● EXERCISE DIRECTIONS
Retype the following material line for line, with no changes.

● RAW RECORDS
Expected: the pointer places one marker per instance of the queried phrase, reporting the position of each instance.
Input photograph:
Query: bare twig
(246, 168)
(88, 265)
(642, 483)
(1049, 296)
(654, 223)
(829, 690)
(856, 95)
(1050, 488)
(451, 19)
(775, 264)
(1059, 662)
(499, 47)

● CORRECT RESULT
Expected: the pointer places one marker per instance of the queried phrase, reporting the position of each instance.
Input photograph:
Query: bare twig
(246, 168)
(88, 265)
(642, 483)
(1049, 296)
(654, 223)
(829, 690)
(856, 95)
(1050, 488)
(451, 19)
(775, 264)
(1059, 662)
(499, 47)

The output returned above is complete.